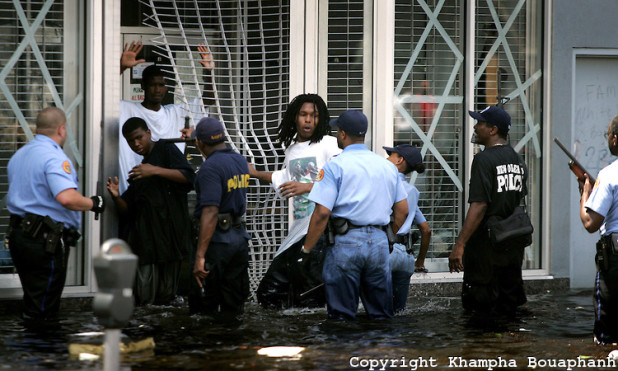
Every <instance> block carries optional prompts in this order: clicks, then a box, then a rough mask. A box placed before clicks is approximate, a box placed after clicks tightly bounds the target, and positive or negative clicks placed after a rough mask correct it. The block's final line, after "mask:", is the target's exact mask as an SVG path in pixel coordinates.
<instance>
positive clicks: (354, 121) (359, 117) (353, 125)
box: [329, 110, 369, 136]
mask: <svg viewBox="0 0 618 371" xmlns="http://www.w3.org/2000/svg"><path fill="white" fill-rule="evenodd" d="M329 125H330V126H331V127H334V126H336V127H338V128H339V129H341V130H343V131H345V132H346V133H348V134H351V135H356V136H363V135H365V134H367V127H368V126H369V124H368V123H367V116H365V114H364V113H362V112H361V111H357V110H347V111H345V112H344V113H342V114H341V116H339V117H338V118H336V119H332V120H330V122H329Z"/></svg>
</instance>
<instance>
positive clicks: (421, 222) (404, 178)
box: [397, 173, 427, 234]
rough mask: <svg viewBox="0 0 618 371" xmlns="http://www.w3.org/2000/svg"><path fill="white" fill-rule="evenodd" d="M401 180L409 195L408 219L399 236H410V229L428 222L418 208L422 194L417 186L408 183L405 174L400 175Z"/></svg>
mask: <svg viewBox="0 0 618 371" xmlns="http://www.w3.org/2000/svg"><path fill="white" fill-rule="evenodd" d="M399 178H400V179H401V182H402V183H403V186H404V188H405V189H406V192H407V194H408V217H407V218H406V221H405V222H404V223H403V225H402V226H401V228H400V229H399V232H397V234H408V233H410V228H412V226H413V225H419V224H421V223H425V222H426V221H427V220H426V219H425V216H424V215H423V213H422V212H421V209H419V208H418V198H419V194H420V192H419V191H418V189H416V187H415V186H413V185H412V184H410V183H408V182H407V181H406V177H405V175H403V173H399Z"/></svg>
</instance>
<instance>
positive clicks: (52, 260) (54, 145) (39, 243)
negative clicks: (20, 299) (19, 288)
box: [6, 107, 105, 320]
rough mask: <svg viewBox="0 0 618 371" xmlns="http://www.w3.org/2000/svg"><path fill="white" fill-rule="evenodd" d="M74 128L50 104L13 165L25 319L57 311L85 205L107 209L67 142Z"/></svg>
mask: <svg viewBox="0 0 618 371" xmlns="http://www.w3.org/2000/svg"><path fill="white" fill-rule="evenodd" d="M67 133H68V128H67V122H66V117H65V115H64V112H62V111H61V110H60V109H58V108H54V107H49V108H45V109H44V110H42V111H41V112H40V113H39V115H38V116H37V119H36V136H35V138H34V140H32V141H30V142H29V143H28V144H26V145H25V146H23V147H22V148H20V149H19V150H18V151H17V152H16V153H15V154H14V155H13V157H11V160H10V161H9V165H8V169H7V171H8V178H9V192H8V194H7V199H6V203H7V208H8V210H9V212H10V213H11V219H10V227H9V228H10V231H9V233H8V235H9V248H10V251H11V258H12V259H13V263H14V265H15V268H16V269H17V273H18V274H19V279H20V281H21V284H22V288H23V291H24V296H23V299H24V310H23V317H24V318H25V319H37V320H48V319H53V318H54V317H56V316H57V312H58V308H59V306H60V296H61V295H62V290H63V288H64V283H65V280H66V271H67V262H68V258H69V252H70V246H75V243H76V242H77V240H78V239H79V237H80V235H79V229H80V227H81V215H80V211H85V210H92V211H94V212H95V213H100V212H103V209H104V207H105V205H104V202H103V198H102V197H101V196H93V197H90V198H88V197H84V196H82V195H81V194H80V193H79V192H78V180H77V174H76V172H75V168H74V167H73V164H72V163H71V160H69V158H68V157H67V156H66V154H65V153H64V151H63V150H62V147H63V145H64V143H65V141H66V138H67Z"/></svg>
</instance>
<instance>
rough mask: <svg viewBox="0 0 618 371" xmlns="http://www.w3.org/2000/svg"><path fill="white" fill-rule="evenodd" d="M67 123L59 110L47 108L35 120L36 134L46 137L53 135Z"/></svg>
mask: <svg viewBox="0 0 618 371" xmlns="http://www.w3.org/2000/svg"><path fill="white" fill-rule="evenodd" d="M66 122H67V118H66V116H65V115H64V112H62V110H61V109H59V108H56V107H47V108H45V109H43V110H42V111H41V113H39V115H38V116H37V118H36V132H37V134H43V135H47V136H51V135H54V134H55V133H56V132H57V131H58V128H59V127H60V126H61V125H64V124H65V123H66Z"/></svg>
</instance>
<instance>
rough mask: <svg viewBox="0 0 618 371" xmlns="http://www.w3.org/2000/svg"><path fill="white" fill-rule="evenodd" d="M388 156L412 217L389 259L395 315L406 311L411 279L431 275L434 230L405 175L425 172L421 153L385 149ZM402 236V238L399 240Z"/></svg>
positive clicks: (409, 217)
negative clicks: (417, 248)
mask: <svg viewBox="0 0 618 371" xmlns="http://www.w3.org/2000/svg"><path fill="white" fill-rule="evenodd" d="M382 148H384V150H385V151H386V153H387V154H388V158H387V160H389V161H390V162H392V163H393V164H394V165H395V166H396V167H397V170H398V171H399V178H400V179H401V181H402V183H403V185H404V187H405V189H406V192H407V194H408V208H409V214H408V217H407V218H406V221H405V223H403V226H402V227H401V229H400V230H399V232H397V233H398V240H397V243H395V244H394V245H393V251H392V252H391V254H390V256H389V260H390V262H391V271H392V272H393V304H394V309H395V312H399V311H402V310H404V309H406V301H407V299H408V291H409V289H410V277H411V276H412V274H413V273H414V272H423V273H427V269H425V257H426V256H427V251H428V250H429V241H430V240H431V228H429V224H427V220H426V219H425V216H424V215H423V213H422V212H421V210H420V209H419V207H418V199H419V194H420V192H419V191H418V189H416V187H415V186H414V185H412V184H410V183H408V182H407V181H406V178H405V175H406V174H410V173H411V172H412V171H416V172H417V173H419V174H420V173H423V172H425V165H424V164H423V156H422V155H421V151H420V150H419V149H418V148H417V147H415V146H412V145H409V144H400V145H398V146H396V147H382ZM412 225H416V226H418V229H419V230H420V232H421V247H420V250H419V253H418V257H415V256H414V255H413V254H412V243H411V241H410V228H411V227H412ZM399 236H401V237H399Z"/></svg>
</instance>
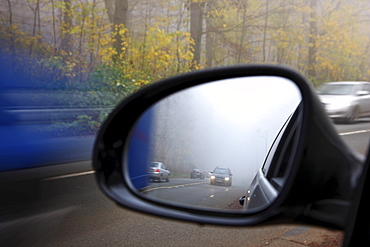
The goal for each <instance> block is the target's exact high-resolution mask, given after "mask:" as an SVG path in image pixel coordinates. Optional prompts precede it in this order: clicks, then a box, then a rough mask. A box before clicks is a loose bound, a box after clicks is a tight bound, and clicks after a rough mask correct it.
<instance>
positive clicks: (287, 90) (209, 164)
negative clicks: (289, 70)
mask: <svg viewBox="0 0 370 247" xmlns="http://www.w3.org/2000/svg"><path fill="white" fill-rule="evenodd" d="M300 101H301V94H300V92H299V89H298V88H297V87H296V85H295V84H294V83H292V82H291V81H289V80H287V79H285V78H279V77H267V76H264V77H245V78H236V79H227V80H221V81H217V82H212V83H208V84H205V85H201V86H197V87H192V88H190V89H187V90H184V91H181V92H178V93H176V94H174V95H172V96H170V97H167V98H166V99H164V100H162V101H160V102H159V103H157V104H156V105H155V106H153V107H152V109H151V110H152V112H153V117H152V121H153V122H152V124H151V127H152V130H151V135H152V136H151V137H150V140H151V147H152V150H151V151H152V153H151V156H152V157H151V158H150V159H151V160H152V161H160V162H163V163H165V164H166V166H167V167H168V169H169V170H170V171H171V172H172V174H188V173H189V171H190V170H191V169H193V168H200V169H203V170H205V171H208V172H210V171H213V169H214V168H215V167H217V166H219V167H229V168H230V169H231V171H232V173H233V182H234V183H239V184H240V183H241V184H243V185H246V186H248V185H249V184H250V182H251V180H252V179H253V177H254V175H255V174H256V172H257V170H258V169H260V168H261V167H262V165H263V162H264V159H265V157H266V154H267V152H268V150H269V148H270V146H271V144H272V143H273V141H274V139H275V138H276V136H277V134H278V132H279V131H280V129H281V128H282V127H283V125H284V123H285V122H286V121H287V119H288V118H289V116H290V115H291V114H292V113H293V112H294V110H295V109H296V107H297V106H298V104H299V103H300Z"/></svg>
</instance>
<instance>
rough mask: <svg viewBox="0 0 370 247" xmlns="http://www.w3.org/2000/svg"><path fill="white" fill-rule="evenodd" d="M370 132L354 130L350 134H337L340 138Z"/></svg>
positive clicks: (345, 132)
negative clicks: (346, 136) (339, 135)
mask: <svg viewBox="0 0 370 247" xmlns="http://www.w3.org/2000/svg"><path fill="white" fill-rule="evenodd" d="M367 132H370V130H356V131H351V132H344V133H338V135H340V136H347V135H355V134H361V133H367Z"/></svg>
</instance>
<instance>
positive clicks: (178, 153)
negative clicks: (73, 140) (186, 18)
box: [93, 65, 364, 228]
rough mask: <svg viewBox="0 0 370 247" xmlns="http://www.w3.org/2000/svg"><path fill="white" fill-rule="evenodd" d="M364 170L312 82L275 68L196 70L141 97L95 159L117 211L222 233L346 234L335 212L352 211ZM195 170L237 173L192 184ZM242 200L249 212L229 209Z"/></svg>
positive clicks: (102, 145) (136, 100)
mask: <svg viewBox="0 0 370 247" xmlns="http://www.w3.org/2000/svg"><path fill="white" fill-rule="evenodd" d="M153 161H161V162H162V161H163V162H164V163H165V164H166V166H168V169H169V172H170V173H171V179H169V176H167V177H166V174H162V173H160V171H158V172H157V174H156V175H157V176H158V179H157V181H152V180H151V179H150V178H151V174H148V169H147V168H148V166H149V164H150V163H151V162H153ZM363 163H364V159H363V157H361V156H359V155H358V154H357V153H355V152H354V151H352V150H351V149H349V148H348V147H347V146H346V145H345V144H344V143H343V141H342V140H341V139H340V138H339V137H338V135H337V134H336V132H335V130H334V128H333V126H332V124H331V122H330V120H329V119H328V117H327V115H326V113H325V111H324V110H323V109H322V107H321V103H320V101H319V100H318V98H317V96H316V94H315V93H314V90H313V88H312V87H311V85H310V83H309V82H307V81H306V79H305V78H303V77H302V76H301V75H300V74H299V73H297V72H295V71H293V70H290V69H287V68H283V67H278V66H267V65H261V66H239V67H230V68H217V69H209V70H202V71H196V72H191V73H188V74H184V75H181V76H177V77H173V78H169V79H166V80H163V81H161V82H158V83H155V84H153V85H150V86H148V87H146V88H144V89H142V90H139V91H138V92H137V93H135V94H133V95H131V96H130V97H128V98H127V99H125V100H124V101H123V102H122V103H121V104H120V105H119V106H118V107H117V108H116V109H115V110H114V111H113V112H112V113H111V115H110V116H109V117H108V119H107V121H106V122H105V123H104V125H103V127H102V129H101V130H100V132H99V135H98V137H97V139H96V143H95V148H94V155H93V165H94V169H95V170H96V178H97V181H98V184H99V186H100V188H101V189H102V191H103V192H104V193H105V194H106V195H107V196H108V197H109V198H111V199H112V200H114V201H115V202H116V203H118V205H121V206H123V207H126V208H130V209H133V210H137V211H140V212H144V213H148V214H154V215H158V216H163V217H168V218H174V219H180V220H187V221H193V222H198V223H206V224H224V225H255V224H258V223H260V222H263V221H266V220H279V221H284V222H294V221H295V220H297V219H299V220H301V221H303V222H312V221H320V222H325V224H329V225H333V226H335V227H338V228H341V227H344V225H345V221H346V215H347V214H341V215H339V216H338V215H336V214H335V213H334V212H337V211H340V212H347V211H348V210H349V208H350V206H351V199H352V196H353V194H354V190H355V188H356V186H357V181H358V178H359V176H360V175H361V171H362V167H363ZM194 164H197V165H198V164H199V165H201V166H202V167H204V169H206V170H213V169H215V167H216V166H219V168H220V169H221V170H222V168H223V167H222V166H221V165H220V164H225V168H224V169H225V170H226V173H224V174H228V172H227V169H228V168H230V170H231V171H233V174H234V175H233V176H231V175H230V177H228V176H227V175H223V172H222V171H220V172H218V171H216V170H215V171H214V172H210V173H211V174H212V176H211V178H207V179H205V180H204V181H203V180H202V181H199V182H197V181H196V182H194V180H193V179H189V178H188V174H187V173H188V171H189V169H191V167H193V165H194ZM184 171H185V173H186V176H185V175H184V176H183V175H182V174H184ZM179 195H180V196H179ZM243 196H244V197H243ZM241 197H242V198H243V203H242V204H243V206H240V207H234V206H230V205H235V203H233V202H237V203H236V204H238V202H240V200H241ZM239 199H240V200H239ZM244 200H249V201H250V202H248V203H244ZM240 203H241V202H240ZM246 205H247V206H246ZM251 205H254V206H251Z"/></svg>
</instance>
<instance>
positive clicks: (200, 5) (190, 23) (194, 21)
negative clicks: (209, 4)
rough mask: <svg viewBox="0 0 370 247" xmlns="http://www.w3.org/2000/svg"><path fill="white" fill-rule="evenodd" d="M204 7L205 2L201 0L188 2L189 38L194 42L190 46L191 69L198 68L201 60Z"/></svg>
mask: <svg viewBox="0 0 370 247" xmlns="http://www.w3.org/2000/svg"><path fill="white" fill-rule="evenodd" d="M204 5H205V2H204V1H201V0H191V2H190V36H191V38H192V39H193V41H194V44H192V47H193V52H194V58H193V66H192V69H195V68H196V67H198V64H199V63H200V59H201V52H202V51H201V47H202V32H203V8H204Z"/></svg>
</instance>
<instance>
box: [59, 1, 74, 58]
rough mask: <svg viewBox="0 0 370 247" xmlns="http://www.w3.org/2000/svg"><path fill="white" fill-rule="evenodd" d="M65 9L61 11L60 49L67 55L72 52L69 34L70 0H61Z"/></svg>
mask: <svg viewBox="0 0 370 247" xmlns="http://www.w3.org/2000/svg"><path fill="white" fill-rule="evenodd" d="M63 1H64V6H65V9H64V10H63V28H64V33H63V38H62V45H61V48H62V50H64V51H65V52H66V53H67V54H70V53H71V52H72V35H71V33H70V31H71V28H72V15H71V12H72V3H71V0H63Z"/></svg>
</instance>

== == ==

## ACTIVITY
Return the lines of the records from the one containing "180L409 195L408 219L399" through the one containing "box: [6, 107, 105, 320]", both included, copied without any change.

## YOUR SOLUTION
rough mask: <svg viewBox="0 0 618 371" xmlns="http://www.w3.org/2000/svg"><path fill="white" fill-rule="evenodd" d="M401 180L409 195L408 219L399 236H410V229L428 222L418 208L422 194L417 186L408 183L405 174L400 175Z"/></svg>
mask: <svg viewBox="0 0 618 371" xmlns="http://www.w3.org/2000/svg"><path fill="white" fill-rule="evenodd" d="M399 178H400V179H401V182H402V183H403V186H404V188H405V189H406V192H407V194H408V217H407V218H406V221H405V222H404V223H403V225H402V226H401V228H400V229H399V232H397V234H408V233H410V228H412V226H413V225H419V224H421V223H425V222H426V221H427V220H426V219H425V216H424V215H423V213H422V212H421V209H419V208H418V198H419V194H420V192H419V191H418V189H416V187H415V186H413V185H412V184H410V183H408V182H407V181H406V177H405V175H403V173H399Z"/></svg>
</instance>
<instance>
positive clicks: (52, 260) (54, 145) (39, 243)
negative clicks: (20, 299) (19, 288)
box: [6, 107, 105, 320]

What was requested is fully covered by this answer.